> [DIRECTIONS]
Give the whole listing again, exactly as written.

(MATERIAL FOR THIS EXERCISE)

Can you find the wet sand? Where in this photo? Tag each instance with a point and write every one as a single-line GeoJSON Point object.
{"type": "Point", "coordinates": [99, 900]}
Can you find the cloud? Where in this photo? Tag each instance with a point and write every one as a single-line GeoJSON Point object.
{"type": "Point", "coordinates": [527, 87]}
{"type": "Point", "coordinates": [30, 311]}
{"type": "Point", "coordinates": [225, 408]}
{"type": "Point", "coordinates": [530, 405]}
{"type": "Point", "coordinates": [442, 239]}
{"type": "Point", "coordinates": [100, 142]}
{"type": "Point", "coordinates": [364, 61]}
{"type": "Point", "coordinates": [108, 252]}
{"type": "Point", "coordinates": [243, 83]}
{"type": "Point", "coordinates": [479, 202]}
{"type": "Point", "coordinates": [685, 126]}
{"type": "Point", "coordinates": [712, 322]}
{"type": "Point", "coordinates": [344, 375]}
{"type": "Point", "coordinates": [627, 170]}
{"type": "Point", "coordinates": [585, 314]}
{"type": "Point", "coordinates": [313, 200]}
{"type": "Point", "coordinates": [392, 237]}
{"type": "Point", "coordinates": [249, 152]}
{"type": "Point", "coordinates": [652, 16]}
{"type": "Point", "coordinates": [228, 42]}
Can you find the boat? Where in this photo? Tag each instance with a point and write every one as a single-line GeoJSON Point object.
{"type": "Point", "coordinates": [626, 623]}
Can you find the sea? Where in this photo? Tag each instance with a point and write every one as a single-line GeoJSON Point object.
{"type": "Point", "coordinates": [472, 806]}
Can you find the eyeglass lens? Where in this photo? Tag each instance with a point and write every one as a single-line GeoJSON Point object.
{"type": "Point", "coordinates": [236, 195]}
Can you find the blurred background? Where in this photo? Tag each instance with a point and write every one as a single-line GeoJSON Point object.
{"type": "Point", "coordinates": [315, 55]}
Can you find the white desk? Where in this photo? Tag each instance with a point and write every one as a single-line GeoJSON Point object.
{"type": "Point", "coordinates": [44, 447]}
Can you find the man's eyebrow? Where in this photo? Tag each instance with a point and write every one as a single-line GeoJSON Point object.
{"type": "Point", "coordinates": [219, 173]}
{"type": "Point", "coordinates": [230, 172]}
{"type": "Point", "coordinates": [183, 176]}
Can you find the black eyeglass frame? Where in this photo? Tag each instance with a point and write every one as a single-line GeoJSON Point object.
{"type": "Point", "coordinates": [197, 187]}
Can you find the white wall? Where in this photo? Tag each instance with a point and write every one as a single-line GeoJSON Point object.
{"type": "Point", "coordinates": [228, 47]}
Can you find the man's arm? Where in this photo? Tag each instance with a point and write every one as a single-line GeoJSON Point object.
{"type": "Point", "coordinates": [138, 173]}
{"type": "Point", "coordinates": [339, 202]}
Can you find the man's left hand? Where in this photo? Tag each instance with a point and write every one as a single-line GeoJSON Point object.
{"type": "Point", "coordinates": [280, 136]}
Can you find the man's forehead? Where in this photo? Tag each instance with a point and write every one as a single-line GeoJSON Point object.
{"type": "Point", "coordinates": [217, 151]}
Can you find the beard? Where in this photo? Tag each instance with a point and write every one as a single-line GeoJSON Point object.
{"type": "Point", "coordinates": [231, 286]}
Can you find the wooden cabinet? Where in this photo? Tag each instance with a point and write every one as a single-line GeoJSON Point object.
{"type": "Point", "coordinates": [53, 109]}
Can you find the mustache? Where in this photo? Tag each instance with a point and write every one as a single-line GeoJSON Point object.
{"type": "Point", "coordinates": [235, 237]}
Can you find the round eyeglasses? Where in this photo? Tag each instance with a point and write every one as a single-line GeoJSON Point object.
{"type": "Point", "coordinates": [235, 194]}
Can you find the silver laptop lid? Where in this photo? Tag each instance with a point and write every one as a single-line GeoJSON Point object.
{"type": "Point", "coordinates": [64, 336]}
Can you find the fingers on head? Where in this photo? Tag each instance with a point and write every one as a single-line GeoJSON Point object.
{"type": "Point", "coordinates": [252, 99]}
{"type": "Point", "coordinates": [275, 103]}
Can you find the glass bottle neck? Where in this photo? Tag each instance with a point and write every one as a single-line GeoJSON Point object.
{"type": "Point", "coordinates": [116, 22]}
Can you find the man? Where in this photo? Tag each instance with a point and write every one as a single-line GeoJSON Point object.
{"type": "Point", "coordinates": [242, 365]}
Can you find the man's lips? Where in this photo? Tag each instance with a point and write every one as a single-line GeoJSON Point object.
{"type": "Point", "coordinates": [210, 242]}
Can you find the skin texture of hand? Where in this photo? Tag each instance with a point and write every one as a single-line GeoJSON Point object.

(End MATERIAL FOR THIS EXERCISE)

> [TASK SOLUTION]
Can you find the wet sand? Where in this photo? Tag each instance with a point and write every one as a single-line GeoJSON Point object.
{"type": "Point", "coordinates": [99, 900]}
Can you find the cloud? Where in this photo? Tag each instance with a point and write every one as a single-line GeoJSON Point object.
{"type": "Point", "coordinates": [527, 87]}
{"type": "Point", "coordinates": [30, 311]}
{"type": "Point", "coordinates": [225, 408]}
{"type": "Point", "coordinates": [530, 405]}
{"type": "Point", "coordinates": [442, 239]}
{"type": "Point", "coordinates": [100, 142]}
{"type": "Point", "coordinates": [364, 61]}
{"type": "Point", "coordinates": [108, 252]}
{"type": "Point", "coordinates": [243, 83]}
{"type": "Point", "coordinates": [479, 202]}
{"type": "Point", "coordinates": [685, 126]}
{"type": "Point", "coordinates": [712, 322]}
{"type": "Point", "coordinates": [344, 375]}
{"type": "Point", "coordinates": [627, 170]}
{"type": "Point", "coordinates": [585, 314]}
{"type": "Point", "coordinates": [313, 200]}
{"type": "Point", "coordinates": [392, 237]}
{"type": "Point", "coordinates": [249, 152]}
{"type": "Point", "coordinates": [652, 16]}
{"type": "Point", "coordinates": [228, 42]}
Can you find the boat? Where in this photo? Tag each instance with a point and write every one as a single-line GeoJSON Point object.
{"type": "Point", "coordinates": [626, 623]}
Can you find the sea? Where in this photo? Tag each instance with a point and write every one as a single-line GeoJSON Point object.
{"type": "Point", "coordinates": [472, 806]}
Can you find the eyeglass lens? Where in this photo? Tag each instance with a point and write every one as a single-line GeoJSON Point object.
{"type": "Point", "coordinates": [236, 195]}
Can you find the blurred background? Where in this photo? Tag each instance with a point and write every one as a single-line GeoJSON Point object.
{"type": "Point", "coordinates": [315, 55]}
Can you find the white desk? Where in this photo? Tag each instance with a point and write every one as a single-line GeoJSON Point object.
{"type": "Point", "coordinates": [44, 447]}
Can you find the man's eyebrow? Where in this photo? Tag each instance with a point and write every one as a single-line GeoJSON Point object.
{"type": "Point", "coordinates": [219, 173]}
{"type": "Point", "coordinates": [230, 172]}
{"type": "Point", "coordinates": [183, 176]}
Can you find the black eyeglass frame? Where in this photo? Tag each instance with a point and write every one as a single-line GeoJSON Point object.
{"type": "Point", "coordinates": [197, 187]}
Can you find the white wall? Where in this photo? Tag each instance with a point and write every one as a single-line GeoJSON Point object.
{"type": "Point", "coordinates": [228, 47]}
Can you find the man's arm? Where in this photo? Tag each instance with a point and write every one as a single-line GeoJSON Point object.
{"type": "Point", "coordinates": [138, 173]}
{"type": "Point", "coordinates": [339, 202]}
Can you find the man's left hand? Where in this photo? Tag each instance with a point and write every one as a single-line GeoJSON Point object.
{"type": "Point", "coordinates": [280, 136]}
Can you find the man's forehead? Where in this photo? Tag each instance with a point and write every one as a single-line GeoJSON Point object.
{"type": "Point", "coordinates": [217, 151]}
Can you find the beard? Where in this photo? Tag each instance with a point and write every one as a single-line GeoJSON Point object.
{"type": "Point", "coordinates": [231, 286]}
Can you find the wooden cabinet? Where in this photo? Tag each instance with a point and write every one as a single-line GeoJSON Point object.
{"type": "Point", "coordinates": [53, 109]}
Can you find the mustache? Where in this photo? Tag each instance with a point and write every one as a single-line GeoJSON Point object.
{"type": "Point", "coordinates": [235, 237]}
Can you find the round eyeglasses? Where in this photo? Tag each instance with a point and write every one as a single-line GeoJSON Point object.
{"type": "Point", "coordinates": [235, 194]}
Can you find the silver laptop lid? Where in this photo? Tag each instance with a point and write every one as a single-line GeoJSON Point object.
{"type": "Point", "coordinates": [64, 336]}
Can you find the fingers on head? Where in this photo? Tag each instance with a point and write every one as a single-line GeoJSON Point object.
{"type": "Point", "coordinates": [252, 99]}
{"type": "Point", "coordinates": [275, 103]}
Can you find the glass bottle neck? Where in this photo? Tag each instance with a point and write every one as a single-line GeoJSON Point object.
{"type": "Point", "coordinates": [116, 22]}
Can you find the man? Where in this photo? Tag each instance with a point and write every one as a single-line GeoJSON Point object.
{"type": "Point", "coordinates": [242, 365]}
Can you find the man's lips? Where in this photo? Tag each instance with a point and write every one as a single-line GeoJSON Point object.
{"type": "Point", "coordinates": [210, 242]}
Can you find the skin texture of hand? Where in this photo? Tag each instance with a point and write every one as a single-line GeoJSON Point object.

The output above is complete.